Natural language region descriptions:
========
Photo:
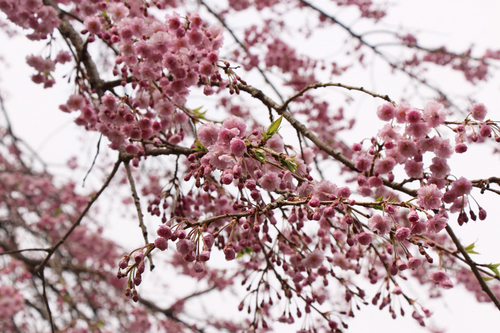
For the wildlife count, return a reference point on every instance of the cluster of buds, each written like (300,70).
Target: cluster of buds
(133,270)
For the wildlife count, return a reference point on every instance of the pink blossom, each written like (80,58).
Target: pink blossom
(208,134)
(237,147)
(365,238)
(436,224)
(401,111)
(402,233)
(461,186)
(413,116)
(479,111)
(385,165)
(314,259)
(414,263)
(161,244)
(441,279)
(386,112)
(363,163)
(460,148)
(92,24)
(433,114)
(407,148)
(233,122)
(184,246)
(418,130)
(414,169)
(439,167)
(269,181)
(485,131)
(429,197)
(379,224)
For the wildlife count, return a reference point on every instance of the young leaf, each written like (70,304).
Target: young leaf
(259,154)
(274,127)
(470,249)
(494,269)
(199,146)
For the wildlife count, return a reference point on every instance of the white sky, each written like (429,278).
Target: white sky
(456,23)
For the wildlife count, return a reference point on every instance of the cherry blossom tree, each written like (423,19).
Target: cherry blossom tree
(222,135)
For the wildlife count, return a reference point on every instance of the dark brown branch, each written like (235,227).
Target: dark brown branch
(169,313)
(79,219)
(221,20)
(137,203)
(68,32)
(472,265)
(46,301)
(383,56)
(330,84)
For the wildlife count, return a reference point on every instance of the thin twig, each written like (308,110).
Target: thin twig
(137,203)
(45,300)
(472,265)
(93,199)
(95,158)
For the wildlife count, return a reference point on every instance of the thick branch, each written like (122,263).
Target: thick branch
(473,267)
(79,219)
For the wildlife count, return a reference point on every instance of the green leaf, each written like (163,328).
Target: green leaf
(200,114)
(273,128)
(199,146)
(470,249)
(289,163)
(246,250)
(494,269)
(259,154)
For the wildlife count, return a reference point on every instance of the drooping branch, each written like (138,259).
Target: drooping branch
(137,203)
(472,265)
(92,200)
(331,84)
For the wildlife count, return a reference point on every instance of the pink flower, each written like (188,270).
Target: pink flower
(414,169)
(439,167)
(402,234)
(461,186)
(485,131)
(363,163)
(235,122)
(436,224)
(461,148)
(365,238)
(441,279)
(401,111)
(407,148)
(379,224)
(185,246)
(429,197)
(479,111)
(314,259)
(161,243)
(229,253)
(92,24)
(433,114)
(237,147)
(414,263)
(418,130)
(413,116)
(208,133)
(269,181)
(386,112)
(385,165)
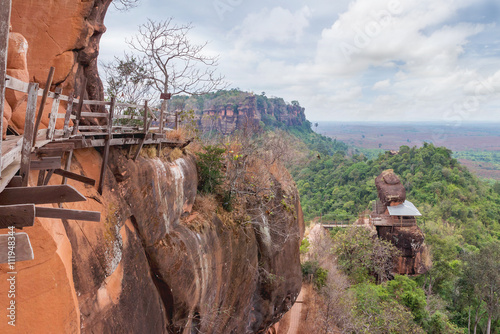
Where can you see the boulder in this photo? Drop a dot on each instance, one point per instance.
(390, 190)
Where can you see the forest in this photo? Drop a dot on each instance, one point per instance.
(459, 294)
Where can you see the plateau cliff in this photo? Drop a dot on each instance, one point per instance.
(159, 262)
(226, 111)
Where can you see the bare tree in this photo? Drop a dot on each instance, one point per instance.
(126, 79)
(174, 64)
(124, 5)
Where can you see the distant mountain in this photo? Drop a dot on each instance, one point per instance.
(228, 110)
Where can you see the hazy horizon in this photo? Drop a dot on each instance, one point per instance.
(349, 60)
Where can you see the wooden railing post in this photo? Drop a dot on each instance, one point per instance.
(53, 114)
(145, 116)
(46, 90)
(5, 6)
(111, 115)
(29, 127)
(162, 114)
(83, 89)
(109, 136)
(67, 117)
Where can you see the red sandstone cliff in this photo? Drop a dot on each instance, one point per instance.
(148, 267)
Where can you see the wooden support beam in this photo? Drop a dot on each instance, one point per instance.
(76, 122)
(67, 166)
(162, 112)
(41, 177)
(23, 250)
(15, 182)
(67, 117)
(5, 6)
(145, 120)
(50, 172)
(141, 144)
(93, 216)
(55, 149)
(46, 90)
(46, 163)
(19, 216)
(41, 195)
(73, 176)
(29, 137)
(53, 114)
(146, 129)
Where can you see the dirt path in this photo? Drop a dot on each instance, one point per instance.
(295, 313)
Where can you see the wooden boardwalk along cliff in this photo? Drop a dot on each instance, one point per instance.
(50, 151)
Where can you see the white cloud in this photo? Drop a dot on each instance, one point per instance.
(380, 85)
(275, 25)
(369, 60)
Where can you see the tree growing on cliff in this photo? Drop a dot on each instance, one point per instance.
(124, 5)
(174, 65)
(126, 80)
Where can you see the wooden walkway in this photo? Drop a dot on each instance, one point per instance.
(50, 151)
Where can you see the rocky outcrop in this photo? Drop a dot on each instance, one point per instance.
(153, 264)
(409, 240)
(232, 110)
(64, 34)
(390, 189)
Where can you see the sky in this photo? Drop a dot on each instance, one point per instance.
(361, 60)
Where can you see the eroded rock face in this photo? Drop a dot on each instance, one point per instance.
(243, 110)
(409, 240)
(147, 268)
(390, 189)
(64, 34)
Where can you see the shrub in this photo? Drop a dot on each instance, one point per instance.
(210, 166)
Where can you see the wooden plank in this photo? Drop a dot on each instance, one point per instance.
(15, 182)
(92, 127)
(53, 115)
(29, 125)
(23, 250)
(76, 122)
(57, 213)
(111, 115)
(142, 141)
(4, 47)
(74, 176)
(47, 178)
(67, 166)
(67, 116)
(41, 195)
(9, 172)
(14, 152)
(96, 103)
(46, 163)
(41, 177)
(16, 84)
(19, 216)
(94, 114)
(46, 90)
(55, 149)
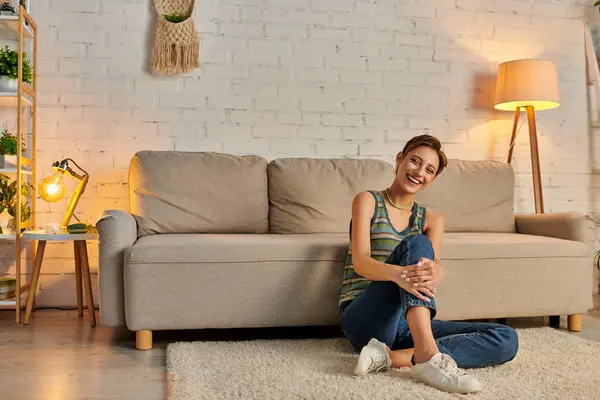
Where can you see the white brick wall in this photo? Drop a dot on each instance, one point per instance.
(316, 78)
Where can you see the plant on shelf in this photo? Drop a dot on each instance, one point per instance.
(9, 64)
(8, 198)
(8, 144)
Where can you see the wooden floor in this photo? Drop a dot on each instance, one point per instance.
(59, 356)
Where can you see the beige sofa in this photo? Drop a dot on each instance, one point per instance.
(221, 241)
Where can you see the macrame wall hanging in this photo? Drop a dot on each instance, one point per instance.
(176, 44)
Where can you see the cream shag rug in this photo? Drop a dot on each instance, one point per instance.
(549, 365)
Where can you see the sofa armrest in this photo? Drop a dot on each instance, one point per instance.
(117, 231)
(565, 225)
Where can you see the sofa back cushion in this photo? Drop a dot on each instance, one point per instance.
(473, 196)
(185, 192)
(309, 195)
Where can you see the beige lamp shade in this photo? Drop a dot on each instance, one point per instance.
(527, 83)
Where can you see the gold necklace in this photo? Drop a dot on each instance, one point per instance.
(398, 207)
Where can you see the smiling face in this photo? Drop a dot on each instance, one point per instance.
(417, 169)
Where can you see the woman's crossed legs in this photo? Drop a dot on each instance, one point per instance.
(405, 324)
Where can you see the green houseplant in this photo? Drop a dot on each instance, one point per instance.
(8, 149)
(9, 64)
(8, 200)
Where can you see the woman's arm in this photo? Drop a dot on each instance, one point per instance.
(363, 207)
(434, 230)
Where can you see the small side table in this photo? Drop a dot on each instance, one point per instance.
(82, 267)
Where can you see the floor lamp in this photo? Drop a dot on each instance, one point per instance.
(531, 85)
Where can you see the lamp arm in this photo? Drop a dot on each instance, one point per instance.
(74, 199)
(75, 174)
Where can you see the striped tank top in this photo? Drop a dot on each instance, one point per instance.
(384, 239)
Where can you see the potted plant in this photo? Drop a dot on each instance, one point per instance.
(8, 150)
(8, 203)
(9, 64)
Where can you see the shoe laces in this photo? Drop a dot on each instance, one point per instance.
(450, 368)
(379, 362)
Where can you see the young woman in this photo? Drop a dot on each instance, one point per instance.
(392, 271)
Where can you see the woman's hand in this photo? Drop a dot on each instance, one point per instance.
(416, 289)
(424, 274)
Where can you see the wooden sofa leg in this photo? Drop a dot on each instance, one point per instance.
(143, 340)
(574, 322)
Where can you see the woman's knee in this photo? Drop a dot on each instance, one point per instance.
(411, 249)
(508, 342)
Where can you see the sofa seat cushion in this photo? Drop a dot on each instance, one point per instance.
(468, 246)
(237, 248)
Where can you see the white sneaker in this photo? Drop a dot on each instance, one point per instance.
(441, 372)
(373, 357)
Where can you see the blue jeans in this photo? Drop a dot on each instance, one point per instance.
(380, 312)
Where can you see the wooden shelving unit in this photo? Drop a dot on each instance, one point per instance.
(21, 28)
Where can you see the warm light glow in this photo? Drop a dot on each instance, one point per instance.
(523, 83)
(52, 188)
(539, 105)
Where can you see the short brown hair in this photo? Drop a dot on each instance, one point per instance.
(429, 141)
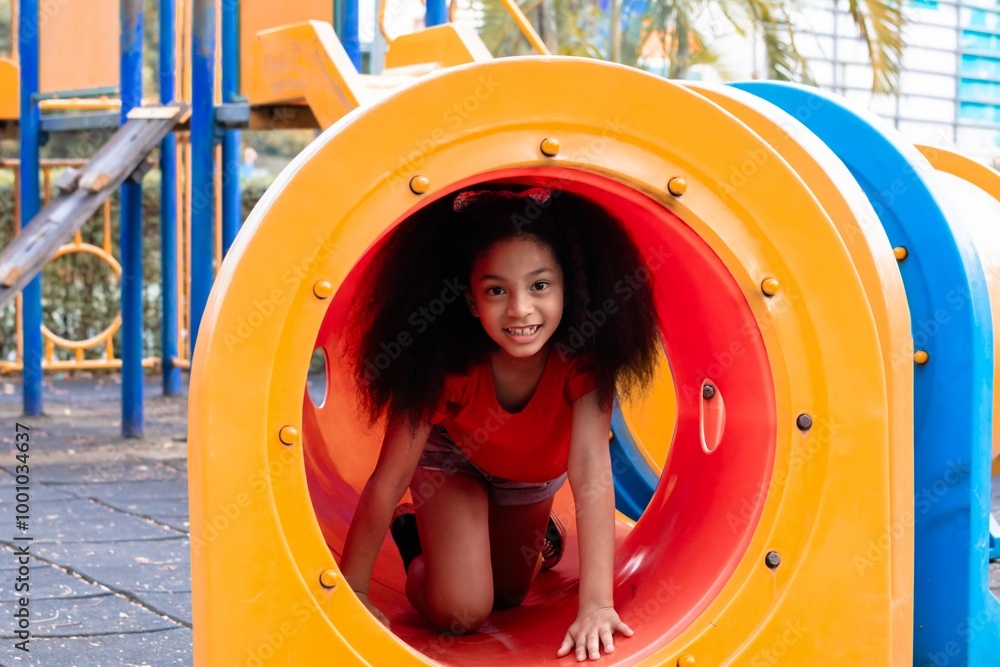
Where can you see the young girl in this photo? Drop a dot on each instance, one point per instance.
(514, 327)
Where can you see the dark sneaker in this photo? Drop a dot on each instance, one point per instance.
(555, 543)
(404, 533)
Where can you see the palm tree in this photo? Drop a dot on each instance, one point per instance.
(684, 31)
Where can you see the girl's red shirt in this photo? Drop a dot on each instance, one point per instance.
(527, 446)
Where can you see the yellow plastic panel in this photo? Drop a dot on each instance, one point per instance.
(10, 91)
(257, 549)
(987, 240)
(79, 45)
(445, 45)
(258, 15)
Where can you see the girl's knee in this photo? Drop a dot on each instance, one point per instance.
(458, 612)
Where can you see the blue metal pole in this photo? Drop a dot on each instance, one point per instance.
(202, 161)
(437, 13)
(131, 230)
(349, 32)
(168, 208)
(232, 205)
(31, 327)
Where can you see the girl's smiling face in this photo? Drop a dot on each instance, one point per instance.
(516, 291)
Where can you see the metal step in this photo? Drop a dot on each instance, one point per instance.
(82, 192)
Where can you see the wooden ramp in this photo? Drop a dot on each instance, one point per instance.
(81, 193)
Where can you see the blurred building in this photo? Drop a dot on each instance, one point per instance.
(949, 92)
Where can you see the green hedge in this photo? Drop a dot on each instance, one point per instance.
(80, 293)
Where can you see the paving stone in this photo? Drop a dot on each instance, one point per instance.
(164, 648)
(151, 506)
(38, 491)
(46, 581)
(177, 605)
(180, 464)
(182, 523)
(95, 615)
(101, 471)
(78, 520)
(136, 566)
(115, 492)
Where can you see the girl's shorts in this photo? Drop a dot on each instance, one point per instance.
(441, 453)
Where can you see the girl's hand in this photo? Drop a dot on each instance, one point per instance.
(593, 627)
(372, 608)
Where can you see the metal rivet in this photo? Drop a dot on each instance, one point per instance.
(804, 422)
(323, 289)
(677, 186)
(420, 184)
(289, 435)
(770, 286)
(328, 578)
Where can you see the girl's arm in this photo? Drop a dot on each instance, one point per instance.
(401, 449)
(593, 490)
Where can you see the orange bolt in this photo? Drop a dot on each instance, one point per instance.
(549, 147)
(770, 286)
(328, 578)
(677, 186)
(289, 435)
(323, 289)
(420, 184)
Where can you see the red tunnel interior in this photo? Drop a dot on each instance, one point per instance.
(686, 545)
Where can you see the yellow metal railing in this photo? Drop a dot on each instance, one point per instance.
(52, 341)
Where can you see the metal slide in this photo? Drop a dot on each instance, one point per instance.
========
Starting with the line that contains "Where can you see the metal rivet", return each line through the last one of the data above, exactly as written and nothing more.

_OUTPUT FOR THIS TASK_
Where can you see the metal rivet in this photo? Drop a dot on each instance, one point per instance.
(804, 422)
(323, 289)
(677, 186)
(420, 184)
(289, 435)
(770, 286)
(328, 578)
Where can you see the girl's arm in this photo? Drop a dot on each instance, one point per instance.
(401, 449)
(593, 490)
Where can you see the orange bolt in this photo? Drop a dot on each instance, one point per instance.
(549, 147)
(770, 286)
(328, 578)
(677, 186)
(289, 435)
(323, 289)
(420, 184)
Where can you see the red tunnel interior in this photo? Drop a dot on each instance, one point per instance.
(686, 545)
Where can you see the yellow metal railing in this photo? Drop a dot on each instance, one point per instance.
(52, 341)
Where can you see the metal slide in this photo? Drop a dot on each instance, one point per instance.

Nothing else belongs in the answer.